» Texto seleccionado:
--------------------------------------------------
EN COMPAÑÍA DE LOBOS (Neil Jordan) / 1984: Sarah Patterson, Angela Lansbury, David Warner, Tusse Silberg, Graham Crowden, Shane Johnstone, Brian Glover, Stephen Rea, Danielle Dax, Georgia Slowe, Terence Stamp.

 

   Rosaleen (Patterson, actualmente desaparecida para el cine y que resulta ser lo mejor del reparto, aunque acaba resultando cansino ese continuo mohín poniendo morritos) es una niña que sueña que vive en una pequeña aldea alejada del resto del mundo en el tiempo y el espacio, en la que las mujeres se dedican a sus quehaceres cotidianos, mientras que los hombres intentan mantener unas condiciones de vida aceptables para ellos y sus familias, en medio de un clima extremo y ante el asedio de las manadas de lobos hambrientos, que cada invierno acuden al poblado en busca de alimento. En una de esas incursiones, la hermana de la pequeña es asesinada. Entonces Rosaleen es enviada con su abuela (una casi siempre correcta Lansbury, en esta ocasión sobreactuada en exceso) mientras sus padres se reponen del duro golpe. Allí, al calor de una hoguera y de las historias que escucha de la anciana, la niña se enfrentará al duro dilema que supone el paso definitivo a la dura madurez, abandonando una cómoda infancia que cada vez parece quedar más alejada en el tiempo.
--------------------------------------------------
» Tarea A:
Enumera todos los familiares de Rosaleen que menciona la reseña.
» Tarea B:
Actualiza las líneas del listado que empiezan en la que contiene "Task: locate the shoulder" y terminan en la que contiene "[(253, 159)]", ambas incluidas: cambia "place a point" por "set a point" y deja todo lo demás igual. Devuelve únicamente esas líneas.
La reseña y el listado proceden de fuentes distintas.

» Listado extraído:
--------------------------------------------------
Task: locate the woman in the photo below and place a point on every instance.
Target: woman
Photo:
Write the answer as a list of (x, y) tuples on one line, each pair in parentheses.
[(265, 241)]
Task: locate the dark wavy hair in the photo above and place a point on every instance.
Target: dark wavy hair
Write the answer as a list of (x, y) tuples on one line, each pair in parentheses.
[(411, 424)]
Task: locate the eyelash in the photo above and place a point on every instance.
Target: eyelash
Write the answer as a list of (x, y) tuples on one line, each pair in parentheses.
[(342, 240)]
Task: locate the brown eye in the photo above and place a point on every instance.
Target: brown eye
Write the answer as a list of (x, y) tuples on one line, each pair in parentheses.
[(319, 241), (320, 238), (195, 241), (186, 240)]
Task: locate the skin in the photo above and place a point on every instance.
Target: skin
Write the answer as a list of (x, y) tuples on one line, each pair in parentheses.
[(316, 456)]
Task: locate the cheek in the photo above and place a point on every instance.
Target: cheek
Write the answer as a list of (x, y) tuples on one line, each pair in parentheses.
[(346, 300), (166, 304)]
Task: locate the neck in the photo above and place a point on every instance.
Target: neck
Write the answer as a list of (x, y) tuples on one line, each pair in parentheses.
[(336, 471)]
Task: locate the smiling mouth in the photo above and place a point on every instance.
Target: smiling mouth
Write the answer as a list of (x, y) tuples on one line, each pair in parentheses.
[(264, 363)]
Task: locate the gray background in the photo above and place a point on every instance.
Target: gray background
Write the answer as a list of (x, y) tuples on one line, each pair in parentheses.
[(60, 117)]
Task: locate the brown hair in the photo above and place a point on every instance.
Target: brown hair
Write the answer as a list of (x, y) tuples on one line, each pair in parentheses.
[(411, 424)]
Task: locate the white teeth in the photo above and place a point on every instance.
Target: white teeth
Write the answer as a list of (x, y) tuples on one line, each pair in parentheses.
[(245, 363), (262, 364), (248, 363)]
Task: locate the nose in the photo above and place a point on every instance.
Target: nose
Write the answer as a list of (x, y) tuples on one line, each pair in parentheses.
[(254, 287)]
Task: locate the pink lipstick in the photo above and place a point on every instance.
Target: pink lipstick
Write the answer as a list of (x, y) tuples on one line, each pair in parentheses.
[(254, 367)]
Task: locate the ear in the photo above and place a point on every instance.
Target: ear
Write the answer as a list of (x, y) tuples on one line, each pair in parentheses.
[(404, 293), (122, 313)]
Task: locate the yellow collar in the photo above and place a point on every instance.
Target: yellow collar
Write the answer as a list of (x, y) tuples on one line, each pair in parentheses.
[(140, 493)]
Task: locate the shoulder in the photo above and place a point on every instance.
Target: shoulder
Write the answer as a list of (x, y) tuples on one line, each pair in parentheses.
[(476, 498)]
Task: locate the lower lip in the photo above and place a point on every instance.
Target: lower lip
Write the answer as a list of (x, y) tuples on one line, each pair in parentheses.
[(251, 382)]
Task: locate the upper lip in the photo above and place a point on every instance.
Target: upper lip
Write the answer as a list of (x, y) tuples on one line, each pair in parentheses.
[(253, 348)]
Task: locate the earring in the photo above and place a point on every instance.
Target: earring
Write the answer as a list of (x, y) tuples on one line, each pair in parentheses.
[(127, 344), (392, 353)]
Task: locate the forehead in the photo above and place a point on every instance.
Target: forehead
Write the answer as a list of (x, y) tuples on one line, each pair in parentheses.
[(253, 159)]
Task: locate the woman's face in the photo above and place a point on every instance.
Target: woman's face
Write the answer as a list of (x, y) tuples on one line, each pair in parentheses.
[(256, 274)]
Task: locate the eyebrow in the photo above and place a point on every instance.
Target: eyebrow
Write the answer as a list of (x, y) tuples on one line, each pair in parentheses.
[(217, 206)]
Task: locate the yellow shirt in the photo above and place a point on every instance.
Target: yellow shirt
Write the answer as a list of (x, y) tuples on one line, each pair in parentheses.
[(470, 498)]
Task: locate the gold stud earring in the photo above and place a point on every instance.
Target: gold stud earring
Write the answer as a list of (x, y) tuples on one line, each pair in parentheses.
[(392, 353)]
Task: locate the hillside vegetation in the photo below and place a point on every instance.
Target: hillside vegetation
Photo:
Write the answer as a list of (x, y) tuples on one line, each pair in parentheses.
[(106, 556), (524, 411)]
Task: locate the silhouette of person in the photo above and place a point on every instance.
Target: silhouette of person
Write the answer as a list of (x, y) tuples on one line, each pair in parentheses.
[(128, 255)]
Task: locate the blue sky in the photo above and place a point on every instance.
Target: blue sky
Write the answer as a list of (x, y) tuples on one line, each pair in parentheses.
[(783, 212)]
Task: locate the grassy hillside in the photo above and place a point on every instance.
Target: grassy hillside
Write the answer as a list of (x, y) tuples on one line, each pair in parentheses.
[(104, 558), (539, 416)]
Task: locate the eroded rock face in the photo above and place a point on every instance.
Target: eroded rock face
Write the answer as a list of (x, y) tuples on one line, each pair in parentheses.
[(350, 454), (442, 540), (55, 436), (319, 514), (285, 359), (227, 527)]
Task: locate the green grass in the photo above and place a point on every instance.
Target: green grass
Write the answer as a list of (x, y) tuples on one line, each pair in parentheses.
--------------------------------------------------
» Respuesta A:
Su hermana, su abuela y sus padres.

» Respuesta B:
Task: locate the shoulder in the photo above and set a point on every instance.
Target: shoulder
Write the answer as a list of (x, y) tuples on one line, each pair in parentheses.
[(476, 498)]
Task: locate the lower lip in the photo above and set a point on every instance.
Target: lower lip
Write the answer as a list of (x, y) tuples on one line, each pair in parentheses.
[(251, 382)]
Task: locate the upper lip in the photo above and set a point on every instance.
Target: upper lip
Write the answer as a list of (x, y) tuples on one line, each pair in parentheses.
[(253, 348)]
Task: locate the earring in the photo above and set a point on every instance.
Target: earring
Write the answer as a list of (x, y) tuples on one line, each pair in parentheses.
[(127, 344), (392, 353)]
Task: locate the forehead in the photo above and set a point on every instance.
Target: forehead
Write the answer as a list of (x, y) tuples on one line, each pair in parentheses.
[(253, 159)]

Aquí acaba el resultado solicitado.